歴史の英傑を妙味に味わう企画展 – 栃木県

子供の頃、学校が終わると家に帰るのもそこそこに、また遊びに出掛けていました。 当時はまだテレビゲームなどありませんでしたし、空き地の遊び場なども其処ここにあったので、”子供は外で遊ぶもの” が普通だったと思います。

“教育ママ” なんて言葉が生まれるほど、高学歴化に向けて動き出していた時代でもあったので、”今日は塾” と遊びに来られない子もチラホラ出始めた頃でもありましたが、まだまだ子供たちは自らの社会を形成しながら、いつか至る大人への土台を培っていたのではないでしょうか。

低学年時代、空き地に集まって始まる定番といえば いわゆる “正義の味方ゴッコ”。 ヒーロー役、悪役を決めてそれぞれの陣営?に別れれば戦闘開始ですw。まぁ実際には真剣に戦うわけでもなく、どちらかといえば芝居じみた掛け合いでもあるので、大きな怪我をすることもなく済みましたが、”正義と悪に分ける” “戦う” など現在だと色々意見を被る話なのかもしれませんね・・。

 

私自身はどちらかというと、正義役であれ悪役であれ、トップの役回りよりも一段下、”ヒーローの補佐役” とか “悪の幹部役” などの方に、魅力を感じる性分でしたので割りと楽に “役” が取れましたw。

言うなら “ヘンコ” な性分故ということでしょうが、それはそれで私にとっての “ヒーロー” だったのでしょう。

さて、”ヒーロー” また “ヒロイン” と呼ばれる人々は、実際の歴史においても数多に存在し、その多くは伝説として今に伝えられるわけですが、それがそのまま全て事実か? と問われれば、得てして時代ごとの脚色を免れることはできません。

いまだ定番の昔話として今日に伝えられる “桃太郎” の姿も、明治時代の富国強兵策・道徳観念に強く影響を受けています。

ヒーローそしてヒロインというものは、いつの時代も世の多くの人々にとって 憧れの存在であり、また見習うべき姿でもあるため、いやが上にも “時代の要請” に彩られるのでしょうね・・。それは形を変えて、上述のような子供の遊びに反映されるほど。

ましてや百年、数百年、千年前の人物ともなれば、史実そのものさえ朧となってしまうのですから・・。

 

その千年を超える日本の歴史の中で、神話級に語り継がれるヒーロー&ヒロインたちを美術の視点から、それも、中々ユニークな捉え方で見る美術展が栃木県「佐野市立吉澤記念美術館」で【前期】8月20日(日)まで、【後期】8月26日(土)から9月24日(日)まで開催されています。

収蔵企画展『ヒーローズ&ヒロインズ』

美術館のコピーをお借りして、その概要を見てみましょう。

〜「物語や歴史の主人公たちの魅力はどのように表現されてきたのか?」という点に注目する、日本画と工芸の展覧会です。定番的な主人公像にとどまらない、多様な人物表現を紹介します。

..............................

# [依頼文 A]
原文のうち、「ましてや百年、数百年、千年前」で始まり「美術館のコピーをお借りして、その概要を見てみましょう。」までの部分を、一字も変えずに書き写してください。
次のリストは原文の内容とは関係がありません。

..............................

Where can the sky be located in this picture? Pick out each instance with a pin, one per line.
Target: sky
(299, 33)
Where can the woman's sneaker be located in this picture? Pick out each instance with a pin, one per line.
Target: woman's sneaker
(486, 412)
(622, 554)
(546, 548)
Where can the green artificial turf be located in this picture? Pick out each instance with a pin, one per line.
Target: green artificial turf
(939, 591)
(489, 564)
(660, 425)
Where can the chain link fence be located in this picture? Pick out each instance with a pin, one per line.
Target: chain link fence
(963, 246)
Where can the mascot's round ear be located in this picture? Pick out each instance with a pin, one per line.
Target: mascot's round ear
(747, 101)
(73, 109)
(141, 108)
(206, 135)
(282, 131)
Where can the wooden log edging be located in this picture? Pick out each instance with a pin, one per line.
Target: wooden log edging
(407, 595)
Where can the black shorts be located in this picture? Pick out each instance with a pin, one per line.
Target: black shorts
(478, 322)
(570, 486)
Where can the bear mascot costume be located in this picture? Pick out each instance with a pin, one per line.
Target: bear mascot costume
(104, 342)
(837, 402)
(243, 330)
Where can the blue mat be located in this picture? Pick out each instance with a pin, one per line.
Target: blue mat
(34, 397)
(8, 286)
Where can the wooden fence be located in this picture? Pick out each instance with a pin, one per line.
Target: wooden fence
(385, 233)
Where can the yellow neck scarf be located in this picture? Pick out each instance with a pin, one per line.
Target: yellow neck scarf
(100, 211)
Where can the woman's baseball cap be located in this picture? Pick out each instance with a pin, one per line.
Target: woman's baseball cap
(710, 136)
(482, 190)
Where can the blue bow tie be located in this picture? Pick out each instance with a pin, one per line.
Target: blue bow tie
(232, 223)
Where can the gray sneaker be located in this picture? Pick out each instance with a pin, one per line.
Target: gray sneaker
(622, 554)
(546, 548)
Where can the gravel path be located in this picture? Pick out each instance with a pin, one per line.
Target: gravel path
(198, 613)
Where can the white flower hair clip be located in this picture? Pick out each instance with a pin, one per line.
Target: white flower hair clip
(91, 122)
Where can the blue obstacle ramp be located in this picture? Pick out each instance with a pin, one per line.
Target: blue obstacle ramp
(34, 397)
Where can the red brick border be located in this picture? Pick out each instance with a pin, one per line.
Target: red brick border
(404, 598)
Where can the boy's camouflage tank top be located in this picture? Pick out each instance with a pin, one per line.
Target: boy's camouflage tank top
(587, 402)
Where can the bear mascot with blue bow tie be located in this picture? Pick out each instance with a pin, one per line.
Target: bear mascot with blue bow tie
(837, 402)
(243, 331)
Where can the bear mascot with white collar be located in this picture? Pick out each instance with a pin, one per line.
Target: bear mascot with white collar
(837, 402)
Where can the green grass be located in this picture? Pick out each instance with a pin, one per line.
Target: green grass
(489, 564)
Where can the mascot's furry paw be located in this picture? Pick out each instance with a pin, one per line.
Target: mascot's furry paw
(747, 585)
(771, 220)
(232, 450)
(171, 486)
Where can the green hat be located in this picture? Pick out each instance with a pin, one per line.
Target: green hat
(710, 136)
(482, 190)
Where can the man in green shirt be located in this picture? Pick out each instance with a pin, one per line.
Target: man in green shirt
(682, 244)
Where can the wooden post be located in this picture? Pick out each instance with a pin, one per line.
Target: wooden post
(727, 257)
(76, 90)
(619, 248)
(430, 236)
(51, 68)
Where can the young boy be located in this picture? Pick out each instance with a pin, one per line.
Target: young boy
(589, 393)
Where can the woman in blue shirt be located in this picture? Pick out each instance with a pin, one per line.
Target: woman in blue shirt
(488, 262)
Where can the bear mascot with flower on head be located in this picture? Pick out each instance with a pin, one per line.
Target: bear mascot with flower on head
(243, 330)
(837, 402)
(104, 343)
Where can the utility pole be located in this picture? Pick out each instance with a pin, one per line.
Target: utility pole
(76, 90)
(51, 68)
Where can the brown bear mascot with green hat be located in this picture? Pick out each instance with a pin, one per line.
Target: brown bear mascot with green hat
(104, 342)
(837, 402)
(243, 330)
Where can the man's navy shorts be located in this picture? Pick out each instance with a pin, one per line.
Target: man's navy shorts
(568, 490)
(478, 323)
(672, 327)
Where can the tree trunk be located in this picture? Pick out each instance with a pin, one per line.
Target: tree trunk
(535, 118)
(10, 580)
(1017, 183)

..............................

# [依頼文 B]
リストの「Where can the green grass」を含む行から末尾までを、「be located」を「be found」に置き換え、それ以外は変えずに示してください。

# [出力 A]
ましてや百年、数百年、千年前の人物ともなれば、史実そのものさえ朧となってしまうのですから・・。

 

その千年を超える日本の歴史の中で、神話級に語り継がれるヒーロー&ヒロインたちを美術の視点から、それも、中々ユニークな捉え方で見る美術展が栃木県「佐野市立吉澤記念美術館」で【前期】8月20日(日)まで、【後期】8月26日(土)から9月24日(日)まで開催されています。

収蔵企画展『ヒーローズ&ヒロインズ』

美術館のコピーをお借りして、その概要を見てみましょう。

# [出力 B]
Where can the green grass be found in this picture? Pick out each instance with a pin, one per line.
Target: green grass
(489, 564)
Where can the mascot's furry paw be found in this picture? Pick out each instance with a pin, one per line.
Target: mascot's furry paw
(747, 585)
(771, 220)
(232, 450)
(171, 486)
Where can the green hat be found in this picture? Pick out each instance with a pin, one per line.
Target: green hat
(710, 136)
(482, 190)
Where can the man in green shirt be found in this picture? Pick out each instance with a pin, one per line.
Target: man in green shirt
(682, 244)
Where can the wooden post be found in this picture? Pick out each instance with a pin, one per line.
Target: wooden post
(727, 257)
(76, 90)
(619, 248)
(430, 236)
(51, 68)
Where can the young boy be found in this picture? Pick out each instance with a pin, one per line.
Target: young boy
(589, 393)
Where can the woman in blue shirt be found in this picture? Pick out each instance with a pin, one per line.
Target: woman in blue shirt
(488, 262)
Where can the bear mascot with flower on head be found in this picture? Pick out each instance with a pin, one per line.
Target: bear mascot with flower on head
(243, 330)
(837, 402)
(104, 343)
Where can the utility pole be found in this picture? Pick out each instance with a pin, one per line.
Target: utility pole
(76, 90)
(51, 68)
Where can the brown bear mascot with green hat be found in this picture? Pick out each instance with a pin, one per line.
Target: brown bear mascot with green hat
(104, 342)
(837, 402)
(243, 330)
Where can the man's navy shorts be found in this picture? Pick out each instance with a pin, one per line.
Target: man's navy shorts
(568, 490)
(478, 323)
(672, 327)
Where can the tree trunk be found in this picture? Pick out each instance with a pin, one per line.
Target: tree trunk
(535, 118)
(10, 580)
(1017, 183)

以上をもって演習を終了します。